__Task statement__. Among the records that follow, how many lines include the string "eucalyptus"? Only the number is wanted.

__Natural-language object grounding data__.

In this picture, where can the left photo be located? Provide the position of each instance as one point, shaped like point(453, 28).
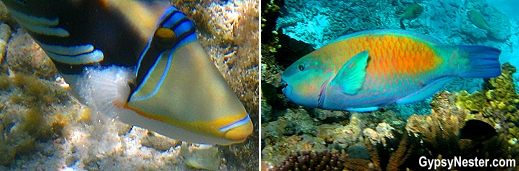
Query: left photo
point(129, 85)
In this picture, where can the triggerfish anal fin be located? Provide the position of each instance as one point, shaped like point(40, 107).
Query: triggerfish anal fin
point(197, 105)
point(352, 74)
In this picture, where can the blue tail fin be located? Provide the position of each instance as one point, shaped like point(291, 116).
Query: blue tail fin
point(484, 61)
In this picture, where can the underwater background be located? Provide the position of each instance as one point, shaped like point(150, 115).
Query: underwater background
point(44, 128)
point(394, 137)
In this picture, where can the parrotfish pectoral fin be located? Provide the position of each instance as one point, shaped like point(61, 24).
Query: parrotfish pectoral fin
point(363, 109)
point(352, 74)
point(427, 91)
point(483, 61)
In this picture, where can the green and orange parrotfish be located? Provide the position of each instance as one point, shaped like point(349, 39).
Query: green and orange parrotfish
point(371, 69)
point(139, 61)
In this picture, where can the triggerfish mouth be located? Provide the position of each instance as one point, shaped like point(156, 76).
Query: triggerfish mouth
point(139, 60)
point(371, 69)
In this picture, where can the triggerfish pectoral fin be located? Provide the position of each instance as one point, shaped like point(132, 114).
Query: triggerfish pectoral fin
point(180, 93)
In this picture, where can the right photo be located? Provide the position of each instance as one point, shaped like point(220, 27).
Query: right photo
point(389, 85)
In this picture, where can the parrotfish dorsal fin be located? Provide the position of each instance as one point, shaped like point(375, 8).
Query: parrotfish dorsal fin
point(352, 74)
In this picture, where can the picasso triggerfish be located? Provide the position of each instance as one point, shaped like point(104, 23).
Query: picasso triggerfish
point(370, 69)
point(140, 60)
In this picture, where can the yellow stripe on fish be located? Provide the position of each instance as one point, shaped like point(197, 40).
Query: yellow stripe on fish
point(140, 60)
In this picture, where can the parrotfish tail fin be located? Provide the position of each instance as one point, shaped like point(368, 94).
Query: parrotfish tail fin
point(483, 61)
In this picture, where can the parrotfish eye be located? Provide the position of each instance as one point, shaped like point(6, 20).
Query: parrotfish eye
point(301, 67)
point(21, 1)
point(165, 36)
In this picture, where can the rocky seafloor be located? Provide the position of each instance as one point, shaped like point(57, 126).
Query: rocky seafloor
point(45, 128)
point(392, 138)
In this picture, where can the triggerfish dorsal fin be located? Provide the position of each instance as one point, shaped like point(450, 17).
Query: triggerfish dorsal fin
point(196, 104)
point(352, 74)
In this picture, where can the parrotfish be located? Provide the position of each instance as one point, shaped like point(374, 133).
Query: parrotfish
point(139, 60)
point(371, 69)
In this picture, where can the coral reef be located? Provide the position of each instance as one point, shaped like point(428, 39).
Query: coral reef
point(28, 116)
point(47, 129)
point(326, 160)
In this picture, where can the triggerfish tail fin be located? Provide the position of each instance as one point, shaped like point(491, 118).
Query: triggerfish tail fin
point(483, 61)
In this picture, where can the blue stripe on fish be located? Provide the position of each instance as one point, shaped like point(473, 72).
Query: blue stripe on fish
point(184, 30)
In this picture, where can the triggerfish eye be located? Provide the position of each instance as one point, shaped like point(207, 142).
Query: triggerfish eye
point(165, 36)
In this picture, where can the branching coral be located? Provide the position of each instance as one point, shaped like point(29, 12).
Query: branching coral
point(496, 104)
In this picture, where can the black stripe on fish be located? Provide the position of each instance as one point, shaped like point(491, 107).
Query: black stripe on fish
point(89, 22)
point(154, 48)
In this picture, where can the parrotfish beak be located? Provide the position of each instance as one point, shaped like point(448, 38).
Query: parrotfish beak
point(287, 90)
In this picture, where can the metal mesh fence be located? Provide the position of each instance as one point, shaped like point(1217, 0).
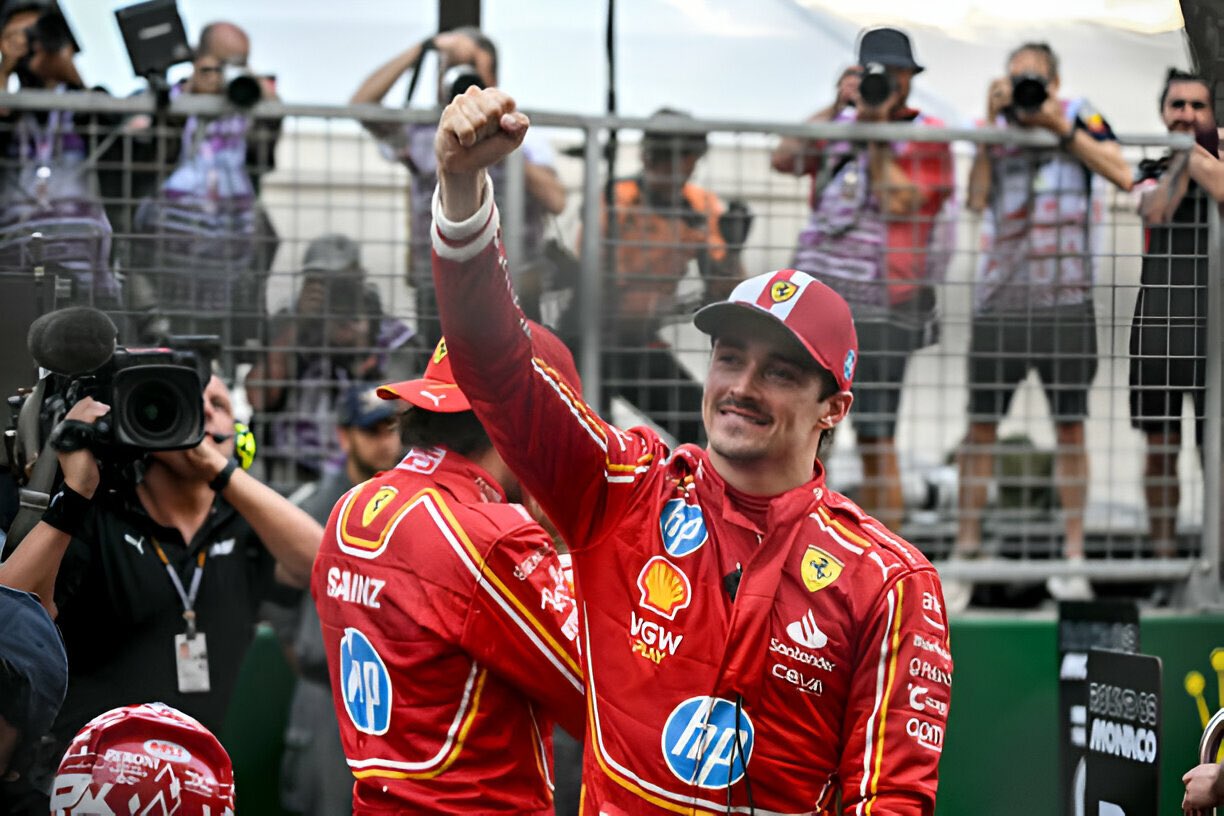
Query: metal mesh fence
point(1001, 345)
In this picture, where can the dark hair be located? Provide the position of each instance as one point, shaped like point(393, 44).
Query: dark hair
point(1176, 75)
point(828, 388)
point(209, 32)
point(665, 144)
point(1044, 49)
point(482, 42)
point(460, 432)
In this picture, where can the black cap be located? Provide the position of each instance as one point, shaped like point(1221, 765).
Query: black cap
point(888, 47)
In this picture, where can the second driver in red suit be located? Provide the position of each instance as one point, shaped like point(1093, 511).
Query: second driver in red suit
point(753, 641)
point(449, 624)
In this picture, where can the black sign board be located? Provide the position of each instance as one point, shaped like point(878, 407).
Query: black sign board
point(1085, 625)
point(1123, 759)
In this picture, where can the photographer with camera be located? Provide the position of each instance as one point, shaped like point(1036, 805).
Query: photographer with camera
point(156, 560)
point(465, 58)
point(205, 244)
point(874, 236)
point(1169, 330)
point(1032, 299)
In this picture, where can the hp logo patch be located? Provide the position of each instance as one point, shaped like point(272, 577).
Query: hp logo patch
point(683, 527)
point(366, 684)
point(700, 741)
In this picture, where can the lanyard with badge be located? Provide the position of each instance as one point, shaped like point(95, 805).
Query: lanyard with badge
point(190, 649)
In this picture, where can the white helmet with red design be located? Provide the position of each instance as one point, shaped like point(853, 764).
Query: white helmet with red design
point(147, 759)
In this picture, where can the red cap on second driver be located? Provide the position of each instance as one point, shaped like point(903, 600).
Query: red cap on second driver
point(814, 315)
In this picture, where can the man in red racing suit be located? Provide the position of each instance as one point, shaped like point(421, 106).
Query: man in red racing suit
point(752, 640)
point(449, 626)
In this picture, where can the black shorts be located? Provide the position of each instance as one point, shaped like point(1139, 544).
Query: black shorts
point(1168, 361)
point(1060, 344)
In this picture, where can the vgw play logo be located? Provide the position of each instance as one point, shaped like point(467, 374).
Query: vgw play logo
point(708, 743)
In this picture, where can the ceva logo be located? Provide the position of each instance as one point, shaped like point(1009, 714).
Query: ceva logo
point(366, 684)
point(683, 527)
point(167, 750)
point(708, 743)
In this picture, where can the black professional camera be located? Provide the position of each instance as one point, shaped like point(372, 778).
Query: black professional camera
point(875, 85)
point(460, 77)
point(1028, 93)
point(156, 398)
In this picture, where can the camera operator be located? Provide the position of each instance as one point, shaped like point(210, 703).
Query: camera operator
point(157, 581)
point(206, 244)
point(1032, 300)
point(872, 236)
point(465, 56)
point(1169, 330)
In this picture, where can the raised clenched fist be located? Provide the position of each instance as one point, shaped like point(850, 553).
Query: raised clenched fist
point(479, 129)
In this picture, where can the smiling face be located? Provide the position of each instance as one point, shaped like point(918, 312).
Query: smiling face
point(1187, 108)
point(763, 404)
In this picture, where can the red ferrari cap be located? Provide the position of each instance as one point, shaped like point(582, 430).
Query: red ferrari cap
point(437, 389)
point(814, 315)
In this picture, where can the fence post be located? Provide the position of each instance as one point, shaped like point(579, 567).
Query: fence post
point(515, 211)
point(590, 293)
point(1205, 582)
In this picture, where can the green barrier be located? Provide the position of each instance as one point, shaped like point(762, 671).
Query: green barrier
point(255, 726)
point(1000, 751)
point(1001, 746)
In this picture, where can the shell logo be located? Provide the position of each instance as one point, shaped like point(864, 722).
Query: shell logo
point(782, 291)
point(665, 587)
point(380, 502)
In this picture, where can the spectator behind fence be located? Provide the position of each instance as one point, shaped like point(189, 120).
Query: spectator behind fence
point(143, 759)
point(335, 335)
point(664, 226)
point(203, 244)
point(433, 589)
point(763, 663)
point(33, 678)
point(878, 234)
point(49, 178)
point(157, 575)
point(465, 56)
point(1169, 332)
point(315, 778)
point(1032, 295)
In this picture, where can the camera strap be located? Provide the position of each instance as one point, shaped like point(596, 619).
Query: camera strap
point(186, 597)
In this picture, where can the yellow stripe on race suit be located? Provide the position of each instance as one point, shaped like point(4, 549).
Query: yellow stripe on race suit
point(502, 590)
point(454, 751)
point(865, 543)
point(884, 708)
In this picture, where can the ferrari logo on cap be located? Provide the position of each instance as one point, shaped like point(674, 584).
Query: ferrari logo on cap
point(782, 291)
point(819, 569)
point(377, 504)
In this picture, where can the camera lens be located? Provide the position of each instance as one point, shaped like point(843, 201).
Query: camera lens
point(875, 86)
point(152, 409)
point(1028, 93)
point(159, 408)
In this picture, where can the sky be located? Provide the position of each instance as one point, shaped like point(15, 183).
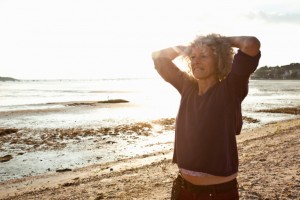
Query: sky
point(93, 39)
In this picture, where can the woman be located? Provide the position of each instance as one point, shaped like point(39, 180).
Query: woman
point(209, 115)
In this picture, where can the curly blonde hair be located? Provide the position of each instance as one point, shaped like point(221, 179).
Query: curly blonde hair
point(221, 49)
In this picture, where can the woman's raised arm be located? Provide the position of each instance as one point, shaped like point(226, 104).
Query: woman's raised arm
point(247, 44)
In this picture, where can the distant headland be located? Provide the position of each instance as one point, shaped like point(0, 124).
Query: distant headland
point(8, 79)
point(286, 72)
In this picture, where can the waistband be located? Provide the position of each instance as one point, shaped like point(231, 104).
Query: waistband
point(217, 188)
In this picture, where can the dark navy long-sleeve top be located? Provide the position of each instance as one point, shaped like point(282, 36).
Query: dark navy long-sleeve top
point(207, 125)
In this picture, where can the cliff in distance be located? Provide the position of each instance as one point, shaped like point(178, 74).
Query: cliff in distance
point(291, 71)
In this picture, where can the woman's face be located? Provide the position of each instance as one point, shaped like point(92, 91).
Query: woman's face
point(203, 63)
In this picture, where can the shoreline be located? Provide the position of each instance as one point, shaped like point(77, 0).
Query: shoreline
point(269, 157)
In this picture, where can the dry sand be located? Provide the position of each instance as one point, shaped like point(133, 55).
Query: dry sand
point(269, 169)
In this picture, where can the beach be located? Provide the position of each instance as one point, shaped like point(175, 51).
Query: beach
point(108, 139)
point(269, 169)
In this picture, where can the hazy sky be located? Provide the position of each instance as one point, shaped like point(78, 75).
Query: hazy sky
point(58, 39)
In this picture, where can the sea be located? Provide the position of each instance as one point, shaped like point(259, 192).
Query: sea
point(44, 103)
point(39, 106)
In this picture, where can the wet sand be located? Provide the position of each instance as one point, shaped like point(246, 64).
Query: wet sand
point(269, 164)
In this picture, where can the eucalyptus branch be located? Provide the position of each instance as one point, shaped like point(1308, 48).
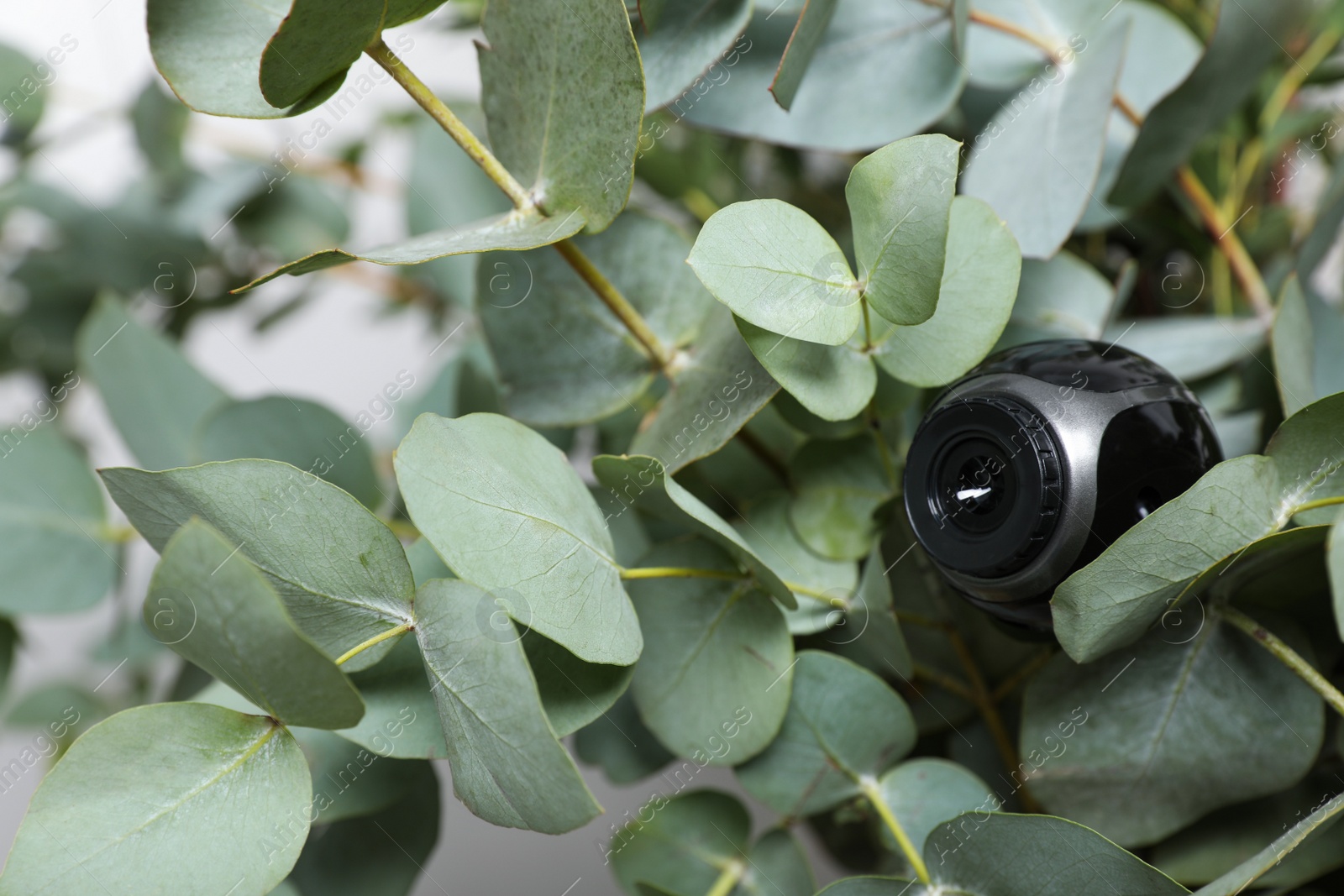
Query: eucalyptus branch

__Exercise response__. 2